▶ **Work required**
Pick out every line in the rows below that contains the word "spectator" and copy those lines.

▶ **Extracted information**
- - - -

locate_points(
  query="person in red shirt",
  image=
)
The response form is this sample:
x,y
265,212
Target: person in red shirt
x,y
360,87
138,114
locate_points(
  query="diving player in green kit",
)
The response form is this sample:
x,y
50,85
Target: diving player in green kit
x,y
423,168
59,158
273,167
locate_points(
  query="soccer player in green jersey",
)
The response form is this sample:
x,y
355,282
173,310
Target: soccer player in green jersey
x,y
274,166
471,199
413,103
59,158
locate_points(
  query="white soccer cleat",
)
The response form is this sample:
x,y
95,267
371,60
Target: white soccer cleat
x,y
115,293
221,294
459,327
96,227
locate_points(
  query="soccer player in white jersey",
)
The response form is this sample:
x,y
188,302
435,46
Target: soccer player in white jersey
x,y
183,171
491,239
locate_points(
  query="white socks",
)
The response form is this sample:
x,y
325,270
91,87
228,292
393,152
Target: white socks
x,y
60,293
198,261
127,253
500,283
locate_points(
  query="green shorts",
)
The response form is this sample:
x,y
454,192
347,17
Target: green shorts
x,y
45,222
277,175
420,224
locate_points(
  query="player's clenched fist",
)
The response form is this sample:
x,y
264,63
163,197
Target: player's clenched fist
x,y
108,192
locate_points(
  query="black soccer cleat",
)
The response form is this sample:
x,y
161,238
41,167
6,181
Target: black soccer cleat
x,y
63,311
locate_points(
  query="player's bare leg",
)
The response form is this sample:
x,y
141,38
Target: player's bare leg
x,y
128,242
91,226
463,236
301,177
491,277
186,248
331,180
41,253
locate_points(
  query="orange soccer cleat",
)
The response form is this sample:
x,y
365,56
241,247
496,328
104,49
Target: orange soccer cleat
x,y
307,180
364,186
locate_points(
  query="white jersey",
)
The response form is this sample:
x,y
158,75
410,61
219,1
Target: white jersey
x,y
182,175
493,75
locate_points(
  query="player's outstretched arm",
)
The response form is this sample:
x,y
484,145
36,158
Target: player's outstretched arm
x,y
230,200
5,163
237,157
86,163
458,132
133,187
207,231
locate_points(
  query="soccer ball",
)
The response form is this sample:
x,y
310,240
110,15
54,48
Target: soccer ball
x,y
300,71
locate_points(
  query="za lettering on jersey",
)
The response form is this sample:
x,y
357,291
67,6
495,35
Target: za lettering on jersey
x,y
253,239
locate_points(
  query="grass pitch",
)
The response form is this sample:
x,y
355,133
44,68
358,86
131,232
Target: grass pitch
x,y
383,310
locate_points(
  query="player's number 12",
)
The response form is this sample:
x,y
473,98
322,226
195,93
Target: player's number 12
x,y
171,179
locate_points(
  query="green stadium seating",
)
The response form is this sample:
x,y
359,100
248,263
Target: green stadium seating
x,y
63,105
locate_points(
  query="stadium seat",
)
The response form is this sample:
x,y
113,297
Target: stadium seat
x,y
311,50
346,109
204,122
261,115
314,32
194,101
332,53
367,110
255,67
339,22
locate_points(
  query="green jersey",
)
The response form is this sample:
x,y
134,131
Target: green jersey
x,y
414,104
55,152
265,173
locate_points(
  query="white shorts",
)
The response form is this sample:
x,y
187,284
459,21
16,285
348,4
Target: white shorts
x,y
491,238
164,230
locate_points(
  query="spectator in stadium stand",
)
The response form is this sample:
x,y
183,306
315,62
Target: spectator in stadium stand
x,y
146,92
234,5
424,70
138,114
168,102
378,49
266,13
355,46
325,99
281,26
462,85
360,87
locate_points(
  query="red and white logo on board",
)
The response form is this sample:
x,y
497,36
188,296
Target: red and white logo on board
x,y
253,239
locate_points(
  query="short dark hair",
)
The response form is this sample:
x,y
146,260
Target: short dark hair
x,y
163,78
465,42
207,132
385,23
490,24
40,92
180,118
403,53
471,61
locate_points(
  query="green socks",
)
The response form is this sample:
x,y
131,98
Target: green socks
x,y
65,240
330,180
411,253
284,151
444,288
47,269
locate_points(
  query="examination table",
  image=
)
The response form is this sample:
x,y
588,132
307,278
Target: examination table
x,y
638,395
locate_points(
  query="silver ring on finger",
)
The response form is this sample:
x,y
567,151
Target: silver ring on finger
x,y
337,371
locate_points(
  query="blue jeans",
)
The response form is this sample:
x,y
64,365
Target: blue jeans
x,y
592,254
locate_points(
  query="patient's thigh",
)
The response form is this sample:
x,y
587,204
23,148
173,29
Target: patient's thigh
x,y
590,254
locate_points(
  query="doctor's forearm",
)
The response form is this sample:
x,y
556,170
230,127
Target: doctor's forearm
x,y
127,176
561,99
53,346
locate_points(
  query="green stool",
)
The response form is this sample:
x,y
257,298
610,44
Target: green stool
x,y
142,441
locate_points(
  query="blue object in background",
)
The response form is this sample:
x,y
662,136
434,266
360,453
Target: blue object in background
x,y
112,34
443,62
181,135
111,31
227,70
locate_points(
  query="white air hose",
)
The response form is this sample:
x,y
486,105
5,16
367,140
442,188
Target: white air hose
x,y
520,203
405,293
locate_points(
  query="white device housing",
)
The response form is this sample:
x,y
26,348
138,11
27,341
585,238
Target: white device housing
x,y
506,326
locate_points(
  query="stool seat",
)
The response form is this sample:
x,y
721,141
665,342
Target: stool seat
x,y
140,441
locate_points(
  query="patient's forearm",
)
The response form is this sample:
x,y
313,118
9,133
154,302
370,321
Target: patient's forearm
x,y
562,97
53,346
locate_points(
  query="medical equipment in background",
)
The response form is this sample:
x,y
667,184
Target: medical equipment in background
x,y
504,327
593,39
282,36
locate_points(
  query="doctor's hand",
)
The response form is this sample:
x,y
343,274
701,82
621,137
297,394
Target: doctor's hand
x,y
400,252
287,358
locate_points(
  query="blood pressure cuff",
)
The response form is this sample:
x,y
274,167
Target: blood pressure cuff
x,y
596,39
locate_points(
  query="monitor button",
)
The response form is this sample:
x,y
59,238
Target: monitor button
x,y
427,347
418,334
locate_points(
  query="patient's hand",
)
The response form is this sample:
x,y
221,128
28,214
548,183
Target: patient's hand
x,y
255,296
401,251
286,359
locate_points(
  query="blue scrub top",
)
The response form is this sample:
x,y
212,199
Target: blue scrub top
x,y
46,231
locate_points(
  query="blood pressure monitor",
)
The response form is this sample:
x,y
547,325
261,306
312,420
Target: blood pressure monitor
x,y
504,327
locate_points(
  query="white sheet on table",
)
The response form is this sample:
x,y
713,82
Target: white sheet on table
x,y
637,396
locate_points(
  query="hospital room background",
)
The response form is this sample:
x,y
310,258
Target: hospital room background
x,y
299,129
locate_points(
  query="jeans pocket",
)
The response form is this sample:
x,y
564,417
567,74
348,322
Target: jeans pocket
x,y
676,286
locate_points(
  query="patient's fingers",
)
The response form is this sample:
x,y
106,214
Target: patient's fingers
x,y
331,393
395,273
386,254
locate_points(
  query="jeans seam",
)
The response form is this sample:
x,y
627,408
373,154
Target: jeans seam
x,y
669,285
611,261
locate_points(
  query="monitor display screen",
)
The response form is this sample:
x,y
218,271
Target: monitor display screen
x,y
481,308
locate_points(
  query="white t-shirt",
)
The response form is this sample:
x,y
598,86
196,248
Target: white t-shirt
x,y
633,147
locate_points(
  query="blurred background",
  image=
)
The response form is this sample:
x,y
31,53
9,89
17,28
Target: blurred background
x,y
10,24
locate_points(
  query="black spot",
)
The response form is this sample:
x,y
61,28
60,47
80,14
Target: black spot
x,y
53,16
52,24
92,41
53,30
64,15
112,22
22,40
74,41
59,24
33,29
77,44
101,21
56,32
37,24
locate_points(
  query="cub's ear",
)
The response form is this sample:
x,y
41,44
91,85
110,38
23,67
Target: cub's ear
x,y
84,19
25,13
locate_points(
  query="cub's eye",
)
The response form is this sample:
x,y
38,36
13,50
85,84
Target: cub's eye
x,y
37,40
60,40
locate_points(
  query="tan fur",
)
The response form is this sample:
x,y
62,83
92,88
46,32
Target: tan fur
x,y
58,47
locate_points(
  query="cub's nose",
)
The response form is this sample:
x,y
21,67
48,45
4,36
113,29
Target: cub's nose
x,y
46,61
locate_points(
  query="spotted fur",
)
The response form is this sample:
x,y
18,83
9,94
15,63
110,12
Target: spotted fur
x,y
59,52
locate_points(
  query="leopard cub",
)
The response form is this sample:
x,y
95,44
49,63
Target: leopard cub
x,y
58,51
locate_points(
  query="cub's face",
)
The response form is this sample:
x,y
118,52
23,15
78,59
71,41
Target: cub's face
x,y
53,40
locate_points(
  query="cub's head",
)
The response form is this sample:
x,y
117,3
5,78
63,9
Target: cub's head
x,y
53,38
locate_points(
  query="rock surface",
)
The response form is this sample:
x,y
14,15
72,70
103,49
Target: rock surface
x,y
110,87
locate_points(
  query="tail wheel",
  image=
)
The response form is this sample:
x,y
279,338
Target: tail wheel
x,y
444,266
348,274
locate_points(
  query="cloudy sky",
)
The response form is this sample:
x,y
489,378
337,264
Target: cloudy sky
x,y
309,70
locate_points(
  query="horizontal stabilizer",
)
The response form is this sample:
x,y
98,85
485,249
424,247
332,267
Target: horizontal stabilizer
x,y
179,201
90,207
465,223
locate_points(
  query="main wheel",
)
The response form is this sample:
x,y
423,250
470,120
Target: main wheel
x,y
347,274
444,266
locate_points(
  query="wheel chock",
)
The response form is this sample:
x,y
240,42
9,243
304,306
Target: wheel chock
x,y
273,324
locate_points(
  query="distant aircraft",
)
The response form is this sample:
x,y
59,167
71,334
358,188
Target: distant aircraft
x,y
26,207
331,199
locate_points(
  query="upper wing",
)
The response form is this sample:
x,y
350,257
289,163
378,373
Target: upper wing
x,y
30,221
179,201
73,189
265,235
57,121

- - - -

▶ **Result of the task**
  query="spectator in stadium stand",
Target: spectator in stadium stand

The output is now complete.